> **DOCUMENT PASSAGE**:
%matplotlib inline
import matplotlib.pyplot as plt
import seaborn as sns; sns.set()
import numpy as np
K-means clustering is a simple and useful unsupervised learning algorithm. The goal of K-means clustering is to group similar data points into a set number (K) of groups. The algoithms does this by identifying 'centroids', which are the centers of clusters, and then allocating data points to the nearest cluster.
Let's try a simple example. First we should generate some clustered data. You could imagine these clusters are different stages in the normal operation of a machine.
from sklearn.datasets import make_blobs
num_centers = 3
X_train, y_train_true = make_blobs(n_samples=300, centers=num_centers,
cluster_std=0.40, random_state=0)
plt.scatter(X_train[:, 0], X_train[:, 1], s=50);
In this example it's pretty easy to visual distinguish the clusters.
Now lets use SKLearn's KMeans algorithm to fit to the data. This does a lot of the work for use but if you would like to learn more about the underlying process check out the wikipedia page
from sklearn.cluster import KMeans
kmeans = KMeans(n_clusters=num_centers) #we select three clusters
kmeans.fit(X_train) #we fit the centroids to the data
y_kmeans = kmeans.predict(X_train) #we determine the closest centroid for each datapoint
Now let's visualize the results. Each datapoint is colorcoded according to the centroid they corrispond to and the centroids themselves are shows as black circles.
plt.scatter(X_train[:, 0], X_train[:, 1], c=y_kmeans, s=50, cmap='viridis')
centers = kmeans.cluster_centers_
plt.scatter(centers[:, 0], centers[:, 1], c='black', s=200, alpha=0.5);
Looks like K-means does a great job in this simple example! Now let's explore how we can use this for anomaly detection.
Below are new cluster that weren't part of our training data. We will pretend all of these are anoamlies for the sake of a simple example.
One of these clusters is completely different from the data we've seen before and another is only slightly different. We can easily visually seperate one of the clusters but the other one overlaps slightly with one of our training clusters. Given the low dimensionality of the data, it's reasonable that some new data is impossible to distinguish from the training data.
X_anomaly, y_anomaly_true = make_blobs(n_samples=300, centers=2,
cluster_std=0.40, random_state=1)
plt.scatter(X_train[:, 0], X_train[:, 1], s=50);
plt.scatter(X_anomaly[:,0], X_anomaly[:,1], s=50);
First we will calculate the distances from each datapoint to it's closest cluster center and then we calculate the 99 percentile distance for each center that was observed in the training data. We use the 99 percentile distance here since our training data could have some outliers.
These distances will act as a bounday, beyond which we will classify datapoints as anomalies. The percentile can be adjusted to be more or less sensitive depending on the application and the training data.
percentile_treshold = 99
train_distances = kmeans.transform(X_train)

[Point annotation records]
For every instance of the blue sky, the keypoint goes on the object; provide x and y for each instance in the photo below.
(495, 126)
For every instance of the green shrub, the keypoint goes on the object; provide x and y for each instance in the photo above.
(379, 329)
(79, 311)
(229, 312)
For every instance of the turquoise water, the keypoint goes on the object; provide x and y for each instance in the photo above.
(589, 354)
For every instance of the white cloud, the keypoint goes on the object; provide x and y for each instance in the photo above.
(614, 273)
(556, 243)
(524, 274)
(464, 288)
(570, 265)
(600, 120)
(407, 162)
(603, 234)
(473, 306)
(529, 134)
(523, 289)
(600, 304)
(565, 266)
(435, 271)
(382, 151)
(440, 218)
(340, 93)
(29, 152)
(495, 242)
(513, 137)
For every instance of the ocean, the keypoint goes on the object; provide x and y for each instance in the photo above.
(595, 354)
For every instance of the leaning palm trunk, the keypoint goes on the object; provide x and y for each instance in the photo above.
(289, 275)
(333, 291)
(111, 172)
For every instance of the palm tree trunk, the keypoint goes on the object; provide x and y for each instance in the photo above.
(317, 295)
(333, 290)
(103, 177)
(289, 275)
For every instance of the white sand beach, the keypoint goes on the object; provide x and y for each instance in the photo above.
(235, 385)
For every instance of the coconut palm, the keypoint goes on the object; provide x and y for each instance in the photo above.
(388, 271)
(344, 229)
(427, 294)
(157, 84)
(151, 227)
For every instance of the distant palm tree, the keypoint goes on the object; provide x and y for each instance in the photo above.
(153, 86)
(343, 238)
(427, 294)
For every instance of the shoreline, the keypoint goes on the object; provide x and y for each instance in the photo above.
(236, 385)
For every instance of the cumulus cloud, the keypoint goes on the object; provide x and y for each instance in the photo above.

> **PROBLEMS TO WORK ON**:
a: Copy the K-means tutorial word for word, starting with "centers = kmeans.cluster_centers_" and going on through "for anomaly detection.".
b: Repeat the records word for word, starting with the line with "For every instance of the turquoise" and going on through the end of the records.
The K-means tutorial and the records are separate material.

> **PER-TASK ANSWERS**:
a:
centers = kmeans.cluster_centers_
plt.scatter(centers[:, 0], centers[:, 1], c='black', s=200, alpha=0.5);
Looks like K-means does a great job in this simple example! Now let's explore how we can use this for anomaly detection.

b:
For every instance of the turquoise water, the keypoint goes on the object; provide x and y for each instance in the photo above.
(589, 354)
For every instance of the white cloud, the keypoint goes on the object; provide x and y for each instance in the photo above.
(614, 273)
(556, 243)
(524, 274)
(464, 288)
(570, 265)
(600, 120)
(407, 162)
(603, 234)
(473, 306)
(529, 134)
(523, 289)
(600, 304)
(565, 266)
(435, 271)
(382, 151)
(440, 218)
(340, 93)
(29, 152)
(495, 242)
(513, 137)
For every instance of the ocean, the keypoint goes on the object; provide x and y for each instance in the photo above.
(595, 354)
For every instance of the leaning palm trunk, the keypoint goes on the object; provide x and y for each instance in the photo above.
(289, 275)
(333, 291)
(111, 172)
For every instance of the palm tree trunk, the keypoint goes on the object; provide x and y for each instance in the photo above.
(317, 295)
(333, 290)
(103, 177)
(289, 275)
For every instance of the white sand beach, the keypoint goes on the object; provide x and y for each instance in the photo above.
(235, 385)
For every instance of the coconut palm, the keypoint goes on the object; provide x and y for each instance in the photo above.
(388, 271)
(344, 229)
(427, 294)
(157, 84)
(151, 227)
For every instance of the distant palm tree, the keypoint goes on the object; provide x and y for each instance in the photo above.
(153, 86)
(343, 238)
(427, 294)
For every instance of the shoreline, the keypoint goes on the object; provide x and y for each instance in the photo above.
(236, 385)
For every instance of the cumulus cloud, the keypoint goes on the object; provide x and y for each instance in the photo above.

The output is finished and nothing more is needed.